### Work to be completed
What follows is a set of records; repeat all of them exactly.

::::::::

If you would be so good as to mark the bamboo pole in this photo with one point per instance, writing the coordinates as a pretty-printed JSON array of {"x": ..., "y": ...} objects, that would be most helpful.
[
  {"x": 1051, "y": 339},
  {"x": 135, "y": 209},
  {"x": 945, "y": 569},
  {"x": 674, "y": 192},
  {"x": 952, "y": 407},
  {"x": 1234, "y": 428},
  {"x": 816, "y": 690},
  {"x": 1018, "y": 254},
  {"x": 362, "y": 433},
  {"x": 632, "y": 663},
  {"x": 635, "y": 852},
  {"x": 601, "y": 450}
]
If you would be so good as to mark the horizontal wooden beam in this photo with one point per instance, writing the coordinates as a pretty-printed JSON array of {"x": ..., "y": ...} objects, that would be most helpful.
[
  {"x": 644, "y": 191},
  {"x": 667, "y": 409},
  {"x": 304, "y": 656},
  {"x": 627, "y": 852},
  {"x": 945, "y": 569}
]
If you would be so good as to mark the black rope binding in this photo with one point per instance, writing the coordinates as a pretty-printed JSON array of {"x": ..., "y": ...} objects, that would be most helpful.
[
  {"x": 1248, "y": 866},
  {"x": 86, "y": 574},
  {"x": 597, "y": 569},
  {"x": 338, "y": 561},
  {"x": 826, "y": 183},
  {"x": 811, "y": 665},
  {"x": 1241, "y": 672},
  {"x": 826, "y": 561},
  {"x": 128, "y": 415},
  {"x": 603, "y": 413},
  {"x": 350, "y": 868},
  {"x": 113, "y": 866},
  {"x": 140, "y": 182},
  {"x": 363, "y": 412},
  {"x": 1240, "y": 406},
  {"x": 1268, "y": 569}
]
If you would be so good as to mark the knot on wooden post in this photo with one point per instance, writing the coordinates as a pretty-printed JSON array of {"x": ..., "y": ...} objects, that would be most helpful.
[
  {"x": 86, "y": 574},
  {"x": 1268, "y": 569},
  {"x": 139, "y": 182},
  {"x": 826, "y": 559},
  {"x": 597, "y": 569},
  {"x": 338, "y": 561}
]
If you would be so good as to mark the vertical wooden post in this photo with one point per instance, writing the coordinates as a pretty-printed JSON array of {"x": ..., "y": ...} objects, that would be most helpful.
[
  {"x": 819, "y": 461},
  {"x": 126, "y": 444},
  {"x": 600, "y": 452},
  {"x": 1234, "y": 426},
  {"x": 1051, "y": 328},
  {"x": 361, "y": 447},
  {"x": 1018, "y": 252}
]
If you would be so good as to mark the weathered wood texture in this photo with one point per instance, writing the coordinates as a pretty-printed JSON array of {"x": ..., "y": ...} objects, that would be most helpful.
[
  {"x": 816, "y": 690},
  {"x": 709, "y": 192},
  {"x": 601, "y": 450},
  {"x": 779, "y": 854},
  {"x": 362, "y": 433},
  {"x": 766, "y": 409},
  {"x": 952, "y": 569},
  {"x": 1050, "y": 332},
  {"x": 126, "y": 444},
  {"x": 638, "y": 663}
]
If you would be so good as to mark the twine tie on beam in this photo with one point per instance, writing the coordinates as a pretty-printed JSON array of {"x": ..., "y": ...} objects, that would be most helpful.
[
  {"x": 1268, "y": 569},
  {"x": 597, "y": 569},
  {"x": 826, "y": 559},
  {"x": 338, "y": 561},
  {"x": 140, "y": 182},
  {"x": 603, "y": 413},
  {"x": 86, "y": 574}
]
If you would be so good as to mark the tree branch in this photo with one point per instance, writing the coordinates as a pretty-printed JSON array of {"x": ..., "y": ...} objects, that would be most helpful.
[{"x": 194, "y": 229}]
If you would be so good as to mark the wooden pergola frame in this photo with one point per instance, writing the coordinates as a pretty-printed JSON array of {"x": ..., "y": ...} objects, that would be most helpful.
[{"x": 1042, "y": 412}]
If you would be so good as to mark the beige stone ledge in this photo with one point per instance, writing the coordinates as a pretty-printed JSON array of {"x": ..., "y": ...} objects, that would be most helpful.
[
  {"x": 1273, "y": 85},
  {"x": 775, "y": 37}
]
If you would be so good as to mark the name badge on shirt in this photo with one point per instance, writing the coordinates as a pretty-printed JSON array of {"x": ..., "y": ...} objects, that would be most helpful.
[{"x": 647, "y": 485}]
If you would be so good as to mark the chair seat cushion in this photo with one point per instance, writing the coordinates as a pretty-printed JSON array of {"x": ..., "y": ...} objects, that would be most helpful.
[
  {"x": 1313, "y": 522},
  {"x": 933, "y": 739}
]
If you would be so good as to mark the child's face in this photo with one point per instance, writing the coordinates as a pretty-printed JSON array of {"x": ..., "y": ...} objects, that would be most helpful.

::::::::

### Exercise output
If you would be so good as to mark the bamboo pole in this photo with one point per instance, writing the coordinates as a pretty-printed JSON array of {"x": ..., "y": ...} objects, that would be most helpful.
[
  {"x": 1051, "y": 339},
  {"x": 135, "y": 209},
  {"x": 945, "y": 569},
  {"x": 674, "y": 192},
  {"x": 952, "y": 407},
  {"x": 1234, "y": 428},
  {"x": 816, "y": 690},
  {"x": 1018, "y": 254},
  {"x": 362, "y": 433},
  {"x": 632, "y": 663},
  {"x": 635, "y": 852},
  {"x": 601, "y": 450}
]
If you would be so good as to mark the horizontal wooden beam in this photo with one point per instance, writing the coordinates as a pretty-printed JSON array of {"x": ..., "y": ...} objects, that would be most helpful.
[
  {"x": 644, "y": 191},
  {"x": 667, "y": 409},
  {"x": 304, "y": 656},
  {"x": 627, "y": 852},
  {"x": 945, "y": 569}
]
If you would be so good as to mark the black rope binding in this photo with one point per instance, writing the coordinates as a pretty-printed JSON array of {"x": ..., "y": ...} objects, that would be most helpful.
[
  {"x": 1248, "y": 866},
  {"x": 86, "y": 574},
  {"x": 597, "y": 569},
  {"x": 338, "y": 561},
  {"x": 826, "y": 183},
  {"x": 811, "y": 665},
  {"x": 1241, "y": 672},
  {"x": 826, "y": 561},
  {"x": 128, "y": 415},
  {"x": 603, "y": 413},
  {"x": 350, "y": 868},
  {"x": 113, "y": 866},
  {"x": 140, "y": 182},
  {"x": 363, "y": 412},
  {"x": 1240, "y": 406},
  {"x": 1268, "y": 569}
]
If you would be so good as to mark the knot on wooden post in this photo with one point per instance, writing the coordinates as a pretty-printed JSON array of {"x": ..., "y": ...} objects, that would be most helpful.
[
  {"x": 86, "y": 574},
  {"x": 1268, "y": 569},
  {"x": 139, "y": 182},
  {"x": 826, "y": 559},
  {"x": 597, "y": 569},
  {"x": 338, "y": 561}
]
If you would be so good as to mark the vertical wooden post in this photo with one point per instance, writing the coordinates as a pretty-printed JSON array of {"x": ..., "y": ...} objects, that would be most helpful.
[
  {"x": 819, "y": 461},
  {"x": 126, "y": 444},
  {"x": 600, "y": 452},
  {"x": 1234, "y": 426},
  {"x": 1051, "y": 328},
  {"x": 361, "y": 447},
  {"x": 1018, "y": 252}
]
If you would be so good as to mark the weathered wood texture in this photo with one point per instance, writing the coordinates as a pretty-printed JSON array of {"x": ..., "y": ...} objects, that would be most helpful.
[
  {"x": 816, "y": 690},
  {"x": 709, "y": 192},
  {"x": 601, "y": 450},
  {"x": 779, "y": 854},
  {"x": 362, "y": 433},
  {"x": 766, "y": 409},
  {"x": 952, "y": 569},
  {"x": 1050, "y": 332},
  {"x": 126, "y": 444},
  {"x": 638, "y": 663}
]
If you would be so good as to mark the twine tie on beam in this photo with one point per instance, writing the coordinates as a pretty-printed JSON array of {"x": ..., "y": ...} objects, that would be most helpful.
[
  {"x": 1268, "y": 569},
  {"x": 597, "y": 569},
  {"x": 826, "y": 559},
  {"x": 338, "y": 561},
  {"x": 140, "y": 182},
  {"x": 603, "y": 413},
  {"x": 86, "y": 574}
]
If you would be so good as to mark the tree branch in this photo with one point per instance, writing the coordinates as a pretty-printed JSON array of {"x": ..., "y": ...} objects, that would be most helpful.
[{"x": 194, "y": 229}]
If you would be so good as to mark the wooden pergola frame in this photo with one point per instance, writing the coordinates as a pretty-printed JSON array of {"x": ..., "y": ...} objects, that would be most helpful.
[{"x": 1042, "y": 412}]
If you would be so good as to mark the beige stone ledge in this photo with one point per instance, writing the coordinates as a pretty-printed JSON array of {"x": ..., "y": ...} objects, that would be most helpful.
[
  {"x": 1273, "y": 85},
  {"x": 775, "y": 37}
]
If you would be so good as to mark the name badge on shirt in this photo with one point per instance, writing the coordinates as a pretty-printed JSON array of {"x": ..., "y": ...} objects, that would be most helpful.
[{"x": 647, "y": 485}]
If you would be so good as to mark the chair seat cushion in this photo with one point per instance, writing the coordinates as a pretty-printed JSON array of {"x": ..., "y": ...} objects, that would be most helpful.
[
  {"x": 1313, "y": 522},
  {"x": 933, "y": 739}
]
If you would be so good as to mark the child's face in this photo with one point per instance, writing the coordinates as a pretty-printed JSON array of {"x": ..., "y": ...} objects, that would be most helpful.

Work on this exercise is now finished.